(Dataset entries)

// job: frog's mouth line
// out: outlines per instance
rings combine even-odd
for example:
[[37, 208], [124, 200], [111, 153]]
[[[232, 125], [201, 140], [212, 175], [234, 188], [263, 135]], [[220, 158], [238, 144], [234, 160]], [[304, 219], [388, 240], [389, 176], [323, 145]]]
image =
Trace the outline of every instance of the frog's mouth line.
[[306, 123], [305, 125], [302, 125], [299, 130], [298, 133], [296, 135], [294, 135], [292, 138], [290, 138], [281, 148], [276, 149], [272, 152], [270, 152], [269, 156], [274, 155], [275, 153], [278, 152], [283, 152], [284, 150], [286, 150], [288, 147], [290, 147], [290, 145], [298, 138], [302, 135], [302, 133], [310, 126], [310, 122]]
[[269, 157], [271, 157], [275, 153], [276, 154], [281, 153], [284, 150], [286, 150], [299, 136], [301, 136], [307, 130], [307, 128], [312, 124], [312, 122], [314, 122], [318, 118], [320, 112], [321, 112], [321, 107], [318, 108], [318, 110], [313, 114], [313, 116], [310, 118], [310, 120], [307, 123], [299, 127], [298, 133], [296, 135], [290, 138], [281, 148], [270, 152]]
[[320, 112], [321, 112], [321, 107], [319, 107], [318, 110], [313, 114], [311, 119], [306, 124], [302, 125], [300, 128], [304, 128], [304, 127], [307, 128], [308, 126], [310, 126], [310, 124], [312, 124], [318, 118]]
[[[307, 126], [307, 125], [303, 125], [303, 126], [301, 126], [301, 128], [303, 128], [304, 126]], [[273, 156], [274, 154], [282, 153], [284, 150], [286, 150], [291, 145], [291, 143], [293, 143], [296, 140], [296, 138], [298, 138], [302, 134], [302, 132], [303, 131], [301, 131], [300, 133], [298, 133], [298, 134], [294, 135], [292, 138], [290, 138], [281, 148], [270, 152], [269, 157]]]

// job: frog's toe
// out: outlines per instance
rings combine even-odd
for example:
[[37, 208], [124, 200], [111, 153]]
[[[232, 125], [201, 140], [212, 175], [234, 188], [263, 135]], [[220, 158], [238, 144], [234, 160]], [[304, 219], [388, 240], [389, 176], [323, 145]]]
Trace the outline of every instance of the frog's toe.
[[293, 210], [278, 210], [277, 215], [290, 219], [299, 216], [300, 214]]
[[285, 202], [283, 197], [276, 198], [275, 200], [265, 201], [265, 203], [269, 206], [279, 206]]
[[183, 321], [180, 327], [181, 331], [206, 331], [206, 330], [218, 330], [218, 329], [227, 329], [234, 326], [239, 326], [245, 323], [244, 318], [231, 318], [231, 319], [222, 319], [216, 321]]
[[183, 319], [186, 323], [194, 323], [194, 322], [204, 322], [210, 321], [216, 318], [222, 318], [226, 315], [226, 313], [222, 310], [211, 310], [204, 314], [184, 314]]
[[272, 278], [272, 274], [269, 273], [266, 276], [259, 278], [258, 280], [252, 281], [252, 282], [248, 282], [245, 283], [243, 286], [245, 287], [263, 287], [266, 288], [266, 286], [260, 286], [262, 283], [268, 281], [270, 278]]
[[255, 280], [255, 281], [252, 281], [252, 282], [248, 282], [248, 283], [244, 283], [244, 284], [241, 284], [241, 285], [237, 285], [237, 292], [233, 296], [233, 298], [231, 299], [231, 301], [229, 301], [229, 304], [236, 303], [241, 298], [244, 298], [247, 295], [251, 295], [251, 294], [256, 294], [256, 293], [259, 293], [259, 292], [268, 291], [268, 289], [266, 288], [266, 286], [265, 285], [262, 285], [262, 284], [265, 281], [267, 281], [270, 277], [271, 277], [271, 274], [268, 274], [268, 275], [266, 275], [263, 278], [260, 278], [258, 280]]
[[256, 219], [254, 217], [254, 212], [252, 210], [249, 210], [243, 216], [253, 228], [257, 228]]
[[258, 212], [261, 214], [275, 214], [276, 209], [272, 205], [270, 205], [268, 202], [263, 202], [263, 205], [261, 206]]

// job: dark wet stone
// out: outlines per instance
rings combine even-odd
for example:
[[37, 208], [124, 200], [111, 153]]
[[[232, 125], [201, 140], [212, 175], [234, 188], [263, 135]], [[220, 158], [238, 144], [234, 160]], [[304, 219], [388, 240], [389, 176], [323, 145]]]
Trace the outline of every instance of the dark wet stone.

* What the task requires
Pick out and copy the lines of the entries that hold the string "stone".

* Your solution
// job: dark wet stone
Trace the outline of every instance of the dark wet stone.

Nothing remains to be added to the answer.